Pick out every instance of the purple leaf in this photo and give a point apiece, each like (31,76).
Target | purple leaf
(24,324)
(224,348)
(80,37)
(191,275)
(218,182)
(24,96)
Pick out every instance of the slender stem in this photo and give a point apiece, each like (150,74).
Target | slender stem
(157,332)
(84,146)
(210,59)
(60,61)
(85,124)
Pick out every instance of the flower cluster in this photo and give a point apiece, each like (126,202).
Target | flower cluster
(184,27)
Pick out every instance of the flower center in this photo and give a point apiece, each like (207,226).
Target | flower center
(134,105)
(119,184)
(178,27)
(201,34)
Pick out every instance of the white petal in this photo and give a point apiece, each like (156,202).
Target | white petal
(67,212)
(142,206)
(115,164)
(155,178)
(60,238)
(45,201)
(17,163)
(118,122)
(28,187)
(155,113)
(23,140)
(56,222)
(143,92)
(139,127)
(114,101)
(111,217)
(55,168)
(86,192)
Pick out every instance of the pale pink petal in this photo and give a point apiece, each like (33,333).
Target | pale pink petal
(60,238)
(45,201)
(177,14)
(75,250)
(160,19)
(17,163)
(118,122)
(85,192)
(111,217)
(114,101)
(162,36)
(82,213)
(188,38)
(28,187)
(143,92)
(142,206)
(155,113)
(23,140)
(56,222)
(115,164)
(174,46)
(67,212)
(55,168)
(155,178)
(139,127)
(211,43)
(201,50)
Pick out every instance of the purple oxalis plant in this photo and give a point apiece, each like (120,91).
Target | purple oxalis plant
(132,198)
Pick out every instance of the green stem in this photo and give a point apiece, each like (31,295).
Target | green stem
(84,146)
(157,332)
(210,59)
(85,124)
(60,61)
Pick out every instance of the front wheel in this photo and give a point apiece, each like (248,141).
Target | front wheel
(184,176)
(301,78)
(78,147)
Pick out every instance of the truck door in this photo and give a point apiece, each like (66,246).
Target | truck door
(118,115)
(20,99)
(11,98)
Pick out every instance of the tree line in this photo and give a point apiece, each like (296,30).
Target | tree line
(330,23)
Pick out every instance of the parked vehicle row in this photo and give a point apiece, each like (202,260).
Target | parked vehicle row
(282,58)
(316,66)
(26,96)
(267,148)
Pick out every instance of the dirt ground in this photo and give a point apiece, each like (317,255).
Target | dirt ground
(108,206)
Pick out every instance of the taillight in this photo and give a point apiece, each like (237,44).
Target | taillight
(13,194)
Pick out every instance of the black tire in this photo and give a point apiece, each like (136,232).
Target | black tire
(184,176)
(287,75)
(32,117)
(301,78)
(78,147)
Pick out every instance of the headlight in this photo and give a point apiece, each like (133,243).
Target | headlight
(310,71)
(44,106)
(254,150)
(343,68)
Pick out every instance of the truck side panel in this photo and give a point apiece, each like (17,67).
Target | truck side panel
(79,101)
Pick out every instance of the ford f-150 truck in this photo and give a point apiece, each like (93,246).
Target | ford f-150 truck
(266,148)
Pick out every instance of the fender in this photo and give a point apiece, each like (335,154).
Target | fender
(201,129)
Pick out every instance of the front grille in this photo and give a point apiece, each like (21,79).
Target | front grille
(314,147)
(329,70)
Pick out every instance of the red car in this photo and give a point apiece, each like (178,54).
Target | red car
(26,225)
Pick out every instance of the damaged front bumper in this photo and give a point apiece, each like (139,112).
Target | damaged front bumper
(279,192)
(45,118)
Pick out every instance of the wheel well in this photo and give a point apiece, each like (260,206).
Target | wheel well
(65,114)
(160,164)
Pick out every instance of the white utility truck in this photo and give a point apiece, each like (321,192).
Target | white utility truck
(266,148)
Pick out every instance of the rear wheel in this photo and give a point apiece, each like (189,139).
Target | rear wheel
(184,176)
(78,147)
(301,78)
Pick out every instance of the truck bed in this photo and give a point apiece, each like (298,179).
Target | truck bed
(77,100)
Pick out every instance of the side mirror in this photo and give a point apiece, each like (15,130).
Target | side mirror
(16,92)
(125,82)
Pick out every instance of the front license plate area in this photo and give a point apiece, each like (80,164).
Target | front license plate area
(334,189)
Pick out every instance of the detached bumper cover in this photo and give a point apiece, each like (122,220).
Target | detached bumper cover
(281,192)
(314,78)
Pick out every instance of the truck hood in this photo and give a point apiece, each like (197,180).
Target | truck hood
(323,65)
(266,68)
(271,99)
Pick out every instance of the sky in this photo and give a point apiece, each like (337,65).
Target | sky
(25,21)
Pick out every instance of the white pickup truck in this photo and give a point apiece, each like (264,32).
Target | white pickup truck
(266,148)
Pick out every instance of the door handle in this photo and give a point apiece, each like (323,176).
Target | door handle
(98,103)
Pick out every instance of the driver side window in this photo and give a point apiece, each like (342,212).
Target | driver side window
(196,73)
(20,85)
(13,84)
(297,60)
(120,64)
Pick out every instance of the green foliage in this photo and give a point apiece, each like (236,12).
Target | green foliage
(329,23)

----

**Stated problem:** Extract exactly the lines between the line containing "Pick out every instance of the rear" and the end of the data, including both.

**Result for this task:**
Pick out every instance of the rear wheel in this photo and give a point apiece, each like (189,139).
Target | rear wheel
(184,176)
(78,147)
(301,78)
Pick out every instance of the truck bed in this photo and give a point apiece, each like (298,179).
Target | truck bed
(77,100)
Pick out every instance of the side mirror in this photo and give a point apiece, each like (15,130).
Target | side mirror
(16,92)
(125,82)
Pick out every instance of the front license plate area in this photo and give a point apiece, each like (80,164).
Target | front license plate area
(334,189)
Pick out every instance of the detached bumper cover in this photo and give a point apiece, each like (122,220).
Target | detached bumper cover
(281,192)
(314,78)
Pick out every instance of the truck hood in this photo and give a point apiece, each like (197,180).
Target | truck hood
(323,65)
(266,68)
(271,99)
Pick out every instance of the sky in this photo and give a point apiece, each like (337,65).
Target | sky
(25,21)
Pick out every instance of the white pickup truck in this photo and give a point apiece, each like (264,32).
Target | white pickup truck
(266,148)
Pick out every instance of the door handle in this photo and give a point apiece, each like (323,176).
Target | door handle
(98,103)
Pick out every instance of the driver side window in this photo and give a point apiece, each like (342,212).
Target | driver side window
(196,73)
(20,85)
(13,84)
(297,60)
(120,64)
Pick out every instance of the green foliage in this photo and give a point apiece, each like (236,12).
Target | green foliage
(329,23)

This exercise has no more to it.